Write out, word for word, the part of the listing below that opens with the line containing "Can you find the brown feather" and closes with the line containing "Can you find the red wattle", keeping both of those lines and adding no others.

((

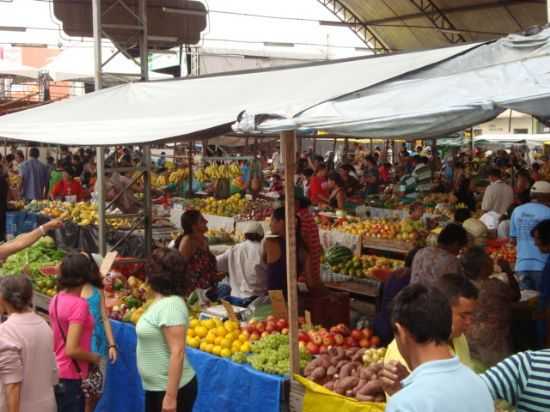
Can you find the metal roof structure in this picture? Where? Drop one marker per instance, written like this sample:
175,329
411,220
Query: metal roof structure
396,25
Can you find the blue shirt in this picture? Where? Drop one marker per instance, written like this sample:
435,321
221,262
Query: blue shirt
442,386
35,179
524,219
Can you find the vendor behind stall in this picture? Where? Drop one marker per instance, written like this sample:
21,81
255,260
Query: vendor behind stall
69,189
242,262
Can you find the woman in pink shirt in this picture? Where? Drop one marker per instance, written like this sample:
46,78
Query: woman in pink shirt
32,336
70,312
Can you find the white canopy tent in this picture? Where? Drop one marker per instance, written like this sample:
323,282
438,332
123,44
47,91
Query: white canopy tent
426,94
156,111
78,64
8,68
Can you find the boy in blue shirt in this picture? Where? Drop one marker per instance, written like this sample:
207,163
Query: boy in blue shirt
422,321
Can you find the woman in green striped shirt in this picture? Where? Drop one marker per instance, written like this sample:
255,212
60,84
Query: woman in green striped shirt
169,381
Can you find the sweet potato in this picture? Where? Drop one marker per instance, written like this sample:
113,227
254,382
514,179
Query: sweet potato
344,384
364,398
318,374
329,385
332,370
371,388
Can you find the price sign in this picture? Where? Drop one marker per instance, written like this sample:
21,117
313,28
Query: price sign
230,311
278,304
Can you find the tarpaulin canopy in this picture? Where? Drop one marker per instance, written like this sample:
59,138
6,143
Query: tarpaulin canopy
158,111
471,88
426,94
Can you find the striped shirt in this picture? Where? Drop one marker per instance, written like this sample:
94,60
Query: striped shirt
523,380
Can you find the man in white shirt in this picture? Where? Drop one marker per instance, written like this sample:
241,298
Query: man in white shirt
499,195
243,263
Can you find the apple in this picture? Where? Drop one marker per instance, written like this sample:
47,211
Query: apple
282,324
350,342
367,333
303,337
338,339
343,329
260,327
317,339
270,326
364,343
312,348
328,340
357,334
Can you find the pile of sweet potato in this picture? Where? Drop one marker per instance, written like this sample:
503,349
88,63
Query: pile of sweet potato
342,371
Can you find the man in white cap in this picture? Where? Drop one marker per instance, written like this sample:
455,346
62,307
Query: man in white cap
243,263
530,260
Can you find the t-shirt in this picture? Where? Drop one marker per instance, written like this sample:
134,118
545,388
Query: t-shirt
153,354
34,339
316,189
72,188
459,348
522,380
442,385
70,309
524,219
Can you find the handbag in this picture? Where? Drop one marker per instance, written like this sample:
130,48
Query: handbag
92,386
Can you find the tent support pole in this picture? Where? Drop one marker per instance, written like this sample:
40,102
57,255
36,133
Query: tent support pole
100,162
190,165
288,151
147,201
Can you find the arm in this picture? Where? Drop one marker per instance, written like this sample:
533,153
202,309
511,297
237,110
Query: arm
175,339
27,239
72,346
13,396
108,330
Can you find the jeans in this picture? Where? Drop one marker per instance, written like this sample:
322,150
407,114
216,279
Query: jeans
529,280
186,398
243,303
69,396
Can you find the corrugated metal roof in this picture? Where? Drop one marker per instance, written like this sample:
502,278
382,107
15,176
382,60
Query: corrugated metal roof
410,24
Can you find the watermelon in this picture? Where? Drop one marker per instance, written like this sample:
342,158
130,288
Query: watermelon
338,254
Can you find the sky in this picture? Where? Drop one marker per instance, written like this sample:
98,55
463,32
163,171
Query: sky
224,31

))
((

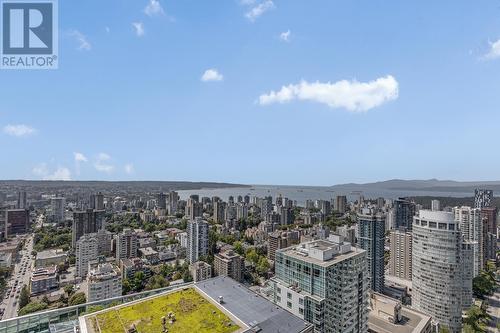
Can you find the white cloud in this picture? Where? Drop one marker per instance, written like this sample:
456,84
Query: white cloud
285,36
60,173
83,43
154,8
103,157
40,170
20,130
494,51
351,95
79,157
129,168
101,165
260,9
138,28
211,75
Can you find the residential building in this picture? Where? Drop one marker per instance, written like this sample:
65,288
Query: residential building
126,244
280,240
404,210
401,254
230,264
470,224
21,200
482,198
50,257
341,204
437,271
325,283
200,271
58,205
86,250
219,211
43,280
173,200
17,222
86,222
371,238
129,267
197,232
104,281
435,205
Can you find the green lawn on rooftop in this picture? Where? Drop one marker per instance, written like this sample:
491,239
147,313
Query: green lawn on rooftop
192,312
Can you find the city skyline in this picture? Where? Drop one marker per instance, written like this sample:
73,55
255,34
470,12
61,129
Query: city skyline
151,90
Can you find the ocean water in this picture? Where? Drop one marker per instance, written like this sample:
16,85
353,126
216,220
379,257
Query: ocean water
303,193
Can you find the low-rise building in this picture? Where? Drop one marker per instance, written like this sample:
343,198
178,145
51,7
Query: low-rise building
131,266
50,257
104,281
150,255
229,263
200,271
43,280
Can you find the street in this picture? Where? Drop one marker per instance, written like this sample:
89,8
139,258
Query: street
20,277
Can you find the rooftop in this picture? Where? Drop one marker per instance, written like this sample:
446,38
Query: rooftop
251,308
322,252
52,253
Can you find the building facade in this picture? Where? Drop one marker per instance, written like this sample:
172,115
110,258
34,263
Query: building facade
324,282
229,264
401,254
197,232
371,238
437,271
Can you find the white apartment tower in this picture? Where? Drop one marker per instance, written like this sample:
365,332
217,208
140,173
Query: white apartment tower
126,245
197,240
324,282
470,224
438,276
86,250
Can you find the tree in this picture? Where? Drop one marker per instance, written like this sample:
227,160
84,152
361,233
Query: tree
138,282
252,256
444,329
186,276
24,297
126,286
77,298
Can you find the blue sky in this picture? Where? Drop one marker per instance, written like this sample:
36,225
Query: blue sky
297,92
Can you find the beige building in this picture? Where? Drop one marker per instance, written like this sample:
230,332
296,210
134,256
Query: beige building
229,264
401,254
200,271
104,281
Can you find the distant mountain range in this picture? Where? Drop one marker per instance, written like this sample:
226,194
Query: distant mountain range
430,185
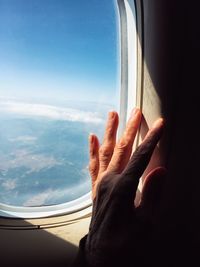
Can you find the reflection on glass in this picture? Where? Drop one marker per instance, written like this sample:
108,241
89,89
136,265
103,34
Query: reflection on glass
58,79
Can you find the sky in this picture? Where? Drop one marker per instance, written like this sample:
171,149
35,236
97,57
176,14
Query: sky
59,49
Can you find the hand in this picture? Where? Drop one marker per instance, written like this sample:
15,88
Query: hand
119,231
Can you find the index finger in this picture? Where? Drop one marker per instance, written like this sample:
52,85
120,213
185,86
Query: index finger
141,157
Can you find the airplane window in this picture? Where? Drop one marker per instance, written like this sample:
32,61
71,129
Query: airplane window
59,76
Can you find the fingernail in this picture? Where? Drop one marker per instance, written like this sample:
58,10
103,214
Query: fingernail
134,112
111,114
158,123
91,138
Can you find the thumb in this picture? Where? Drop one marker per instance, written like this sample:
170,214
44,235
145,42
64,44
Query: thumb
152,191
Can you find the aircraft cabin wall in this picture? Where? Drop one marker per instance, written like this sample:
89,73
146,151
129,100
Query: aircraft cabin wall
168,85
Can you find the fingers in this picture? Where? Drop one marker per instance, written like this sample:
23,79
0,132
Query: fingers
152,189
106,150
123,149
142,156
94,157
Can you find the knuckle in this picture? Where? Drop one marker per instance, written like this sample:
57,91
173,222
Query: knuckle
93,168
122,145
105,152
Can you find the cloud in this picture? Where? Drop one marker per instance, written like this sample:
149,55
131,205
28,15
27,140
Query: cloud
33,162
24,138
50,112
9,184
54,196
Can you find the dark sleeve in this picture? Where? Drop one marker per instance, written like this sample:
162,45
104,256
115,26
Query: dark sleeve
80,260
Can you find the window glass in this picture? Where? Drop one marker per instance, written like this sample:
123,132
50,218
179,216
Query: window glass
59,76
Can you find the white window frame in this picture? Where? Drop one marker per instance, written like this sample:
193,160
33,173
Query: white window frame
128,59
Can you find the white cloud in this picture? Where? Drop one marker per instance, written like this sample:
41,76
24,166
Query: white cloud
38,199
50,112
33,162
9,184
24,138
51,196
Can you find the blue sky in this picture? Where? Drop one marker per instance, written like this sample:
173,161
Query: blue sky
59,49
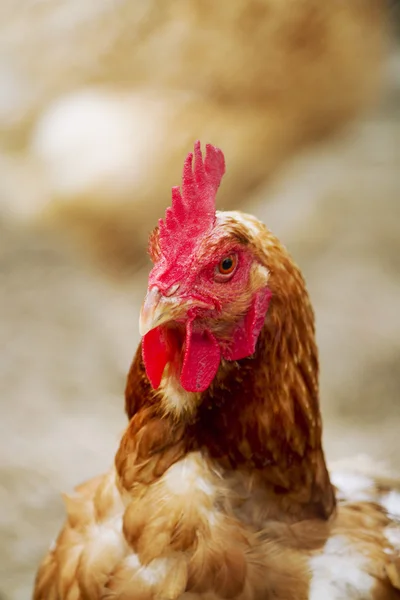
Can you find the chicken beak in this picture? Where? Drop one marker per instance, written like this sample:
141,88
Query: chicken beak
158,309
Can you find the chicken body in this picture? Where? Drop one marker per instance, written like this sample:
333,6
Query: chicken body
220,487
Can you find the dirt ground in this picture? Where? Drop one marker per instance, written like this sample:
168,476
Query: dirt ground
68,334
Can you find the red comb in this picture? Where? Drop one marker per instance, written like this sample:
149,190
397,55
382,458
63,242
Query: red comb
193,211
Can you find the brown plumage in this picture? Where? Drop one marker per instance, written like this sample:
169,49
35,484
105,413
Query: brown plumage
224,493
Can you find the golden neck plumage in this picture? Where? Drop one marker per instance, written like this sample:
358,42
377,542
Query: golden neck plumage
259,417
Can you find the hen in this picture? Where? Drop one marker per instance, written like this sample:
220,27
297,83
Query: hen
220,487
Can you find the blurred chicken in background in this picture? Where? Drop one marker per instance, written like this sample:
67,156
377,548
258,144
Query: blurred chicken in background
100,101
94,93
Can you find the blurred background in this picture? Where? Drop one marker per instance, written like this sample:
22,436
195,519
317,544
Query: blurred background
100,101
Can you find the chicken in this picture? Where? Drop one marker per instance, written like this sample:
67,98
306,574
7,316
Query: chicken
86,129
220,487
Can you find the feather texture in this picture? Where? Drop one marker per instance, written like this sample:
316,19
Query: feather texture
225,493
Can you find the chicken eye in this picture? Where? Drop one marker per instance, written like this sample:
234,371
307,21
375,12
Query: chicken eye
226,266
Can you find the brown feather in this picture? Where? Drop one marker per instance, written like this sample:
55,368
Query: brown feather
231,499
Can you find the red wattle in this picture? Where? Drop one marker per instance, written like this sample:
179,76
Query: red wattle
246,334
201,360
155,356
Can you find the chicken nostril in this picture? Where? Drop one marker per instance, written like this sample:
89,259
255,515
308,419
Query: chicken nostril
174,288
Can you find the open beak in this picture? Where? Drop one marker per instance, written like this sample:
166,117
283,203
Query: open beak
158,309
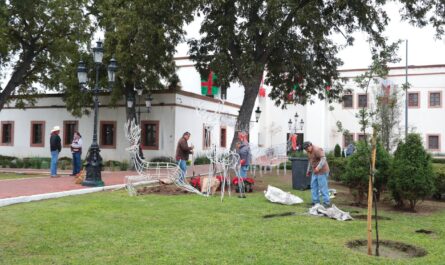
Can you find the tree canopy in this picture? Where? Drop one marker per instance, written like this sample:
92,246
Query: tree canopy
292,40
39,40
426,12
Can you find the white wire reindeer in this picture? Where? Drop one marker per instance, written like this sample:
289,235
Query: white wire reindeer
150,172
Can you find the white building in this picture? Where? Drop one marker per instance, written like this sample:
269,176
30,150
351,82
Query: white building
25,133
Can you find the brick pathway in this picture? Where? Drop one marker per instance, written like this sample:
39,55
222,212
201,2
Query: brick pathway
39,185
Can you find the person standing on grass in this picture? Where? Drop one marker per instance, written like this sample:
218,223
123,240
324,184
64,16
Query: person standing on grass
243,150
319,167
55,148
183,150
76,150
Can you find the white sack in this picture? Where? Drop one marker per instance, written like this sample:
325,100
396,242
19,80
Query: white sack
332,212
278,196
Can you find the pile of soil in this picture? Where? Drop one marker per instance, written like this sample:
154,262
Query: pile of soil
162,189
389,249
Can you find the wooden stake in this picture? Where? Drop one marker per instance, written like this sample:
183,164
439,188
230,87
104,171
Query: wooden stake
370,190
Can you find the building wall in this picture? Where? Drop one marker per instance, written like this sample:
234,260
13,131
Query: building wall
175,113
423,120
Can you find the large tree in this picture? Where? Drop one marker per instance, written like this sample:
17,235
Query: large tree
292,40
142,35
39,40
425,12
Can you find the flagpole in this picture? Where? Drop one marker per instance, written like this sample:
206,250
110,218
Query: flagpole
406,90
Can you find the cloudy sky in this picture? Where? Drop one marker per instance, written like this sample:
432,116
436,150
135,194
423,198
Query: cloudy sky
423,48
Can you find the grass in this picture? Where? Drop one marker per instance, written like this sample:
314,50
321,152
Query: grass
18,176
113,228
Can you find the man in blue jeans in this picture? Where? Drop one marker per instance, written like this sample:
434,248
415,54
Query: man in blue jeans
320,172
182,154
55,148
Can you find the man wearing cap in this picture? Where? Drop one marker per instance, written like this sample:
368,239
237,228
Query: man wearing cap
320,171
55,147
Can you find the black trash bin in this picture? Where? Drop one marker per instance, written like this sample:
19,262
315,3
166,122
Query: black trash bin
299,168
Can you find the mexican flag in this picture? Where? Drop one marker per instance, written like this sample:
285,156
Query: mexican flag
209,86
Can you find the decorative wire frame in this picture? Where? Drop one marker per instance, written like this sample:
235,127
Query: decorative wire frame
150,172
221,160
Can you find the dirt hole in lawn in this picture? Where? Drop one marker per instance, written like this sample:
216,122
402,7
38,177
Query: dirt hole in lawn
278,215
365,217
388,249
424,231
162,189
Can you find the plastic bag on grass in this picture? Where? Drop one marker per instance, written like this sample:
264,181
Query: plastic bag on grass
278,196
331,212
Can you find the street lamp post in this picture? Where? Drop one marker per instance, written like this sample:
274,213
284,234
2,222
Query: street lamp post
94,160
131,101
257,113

))
((

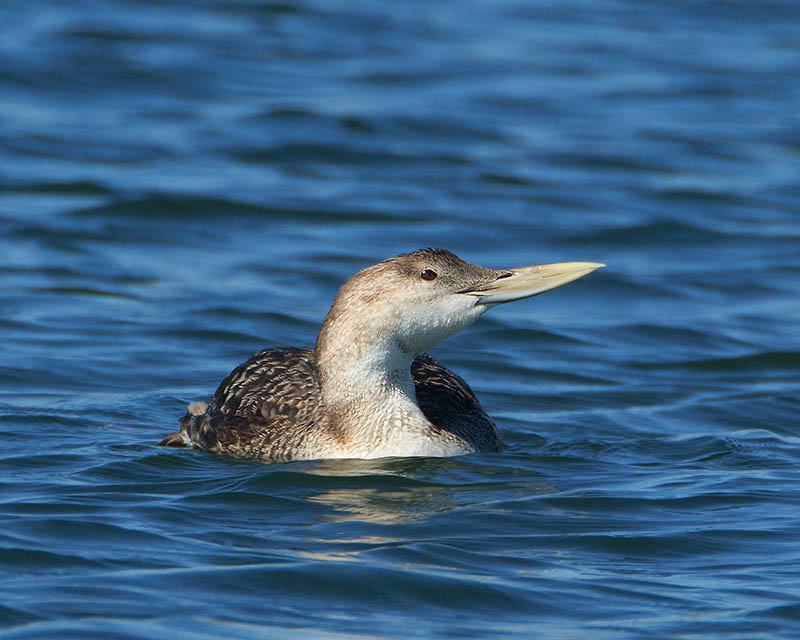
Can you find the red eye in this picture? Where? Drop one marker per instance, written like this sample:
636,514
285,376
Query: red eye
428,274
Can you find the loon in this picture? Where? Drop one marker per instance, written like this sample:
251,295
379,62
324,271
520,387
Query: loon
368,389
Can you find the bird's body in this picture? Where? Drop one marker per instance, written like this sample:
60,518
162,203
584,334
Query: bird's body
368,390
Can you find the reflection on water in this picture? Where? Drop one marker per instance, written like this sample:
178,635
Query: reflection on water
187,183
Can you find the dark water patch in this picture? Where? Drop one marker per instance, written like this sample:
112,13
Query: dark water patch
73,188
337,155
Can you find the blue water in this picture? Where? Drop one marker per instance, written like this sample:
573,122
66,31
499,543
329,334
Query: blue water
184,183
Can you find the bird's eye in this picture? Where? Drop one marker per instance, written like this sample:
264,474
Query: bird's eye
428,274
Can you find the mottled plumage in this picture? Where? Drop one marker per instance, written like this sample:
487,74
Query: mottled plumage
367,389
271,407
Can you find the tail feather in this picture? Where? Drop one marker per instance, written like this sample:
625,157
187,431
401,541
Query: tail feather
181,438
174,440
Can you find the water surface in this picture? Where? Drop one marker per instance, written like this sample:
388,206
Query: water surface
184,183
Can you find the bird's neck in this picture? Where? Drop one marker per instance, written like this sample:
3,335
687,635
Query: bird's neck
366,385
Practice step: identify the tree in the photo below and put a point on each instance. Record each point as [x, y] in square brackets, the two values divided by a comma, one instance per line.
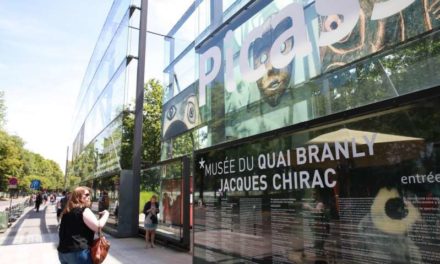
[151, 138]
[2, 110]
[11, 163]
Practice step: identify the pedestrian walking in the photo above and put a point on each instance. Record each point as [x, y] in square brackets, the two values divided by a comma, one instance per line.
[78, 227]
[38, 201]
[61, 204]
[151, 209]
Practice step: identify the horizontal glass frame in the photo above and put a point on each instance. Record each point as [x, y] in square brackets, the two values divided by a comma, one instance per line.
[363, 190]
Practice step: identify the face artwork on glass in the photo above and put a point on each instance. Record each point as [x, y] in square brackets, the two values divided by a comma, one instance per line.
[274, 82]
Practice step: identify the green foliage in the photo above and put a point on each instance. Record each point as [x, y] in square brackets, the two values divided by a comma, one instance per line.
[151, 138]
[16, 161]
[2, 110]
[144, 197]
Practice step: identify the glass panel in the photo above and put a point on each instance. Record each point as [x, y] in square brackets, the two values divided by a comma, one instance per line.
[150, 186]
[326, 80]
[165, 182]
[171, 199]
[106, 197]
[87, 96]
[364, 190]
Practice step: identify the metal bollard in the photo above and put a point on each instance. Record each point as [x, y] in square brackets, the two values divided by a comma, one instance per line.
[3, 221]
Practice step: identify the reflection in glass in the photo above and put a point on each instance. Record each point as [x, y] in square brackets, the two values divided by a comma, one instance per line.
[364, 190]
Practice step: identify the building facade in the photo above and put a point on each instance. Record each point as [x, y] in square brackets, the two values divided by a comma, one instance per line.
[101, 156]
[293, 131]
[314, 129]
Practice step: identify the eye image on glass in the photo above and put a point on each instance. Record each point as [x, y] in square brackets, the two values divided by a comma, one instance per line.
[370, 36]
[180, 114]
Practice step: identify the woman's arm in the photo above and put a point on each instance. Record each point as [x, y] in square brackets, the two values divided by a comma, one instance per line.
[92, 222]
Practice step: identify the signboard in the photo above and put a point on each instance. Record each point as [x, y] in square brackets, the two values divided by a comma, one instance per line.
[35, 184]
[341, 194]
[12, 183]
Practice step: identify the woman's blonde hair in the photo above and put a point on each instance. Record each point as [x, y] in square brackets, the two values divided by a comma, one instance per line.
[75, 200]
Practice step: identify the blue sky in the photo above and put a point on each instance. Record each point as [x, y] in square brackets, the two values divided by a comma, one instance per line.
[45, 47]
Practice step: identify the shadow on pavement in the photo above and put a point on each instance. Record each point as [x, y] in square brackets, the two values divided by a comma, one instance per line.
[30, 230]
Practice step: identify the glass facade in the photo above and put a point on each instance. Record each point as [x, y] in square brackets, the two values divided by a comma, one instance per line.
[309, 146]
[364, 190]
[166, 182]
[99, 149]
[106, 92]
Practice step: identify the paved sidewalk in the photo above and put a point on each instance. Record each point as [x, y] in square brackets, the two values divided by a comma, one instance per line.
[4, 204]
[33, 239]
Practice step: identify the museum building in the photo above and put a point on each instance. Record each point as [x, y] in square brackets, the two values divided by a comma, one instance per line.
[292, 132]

))

• _RESULT BELOW_:
Can you find the brown feather in this picture? Where? Drop one marker per instance, written like this sample:
55,368
Query: brown feather
231,499
Can you find the red wattle in this picture? Where? Drop one marker per instance, written like this sample:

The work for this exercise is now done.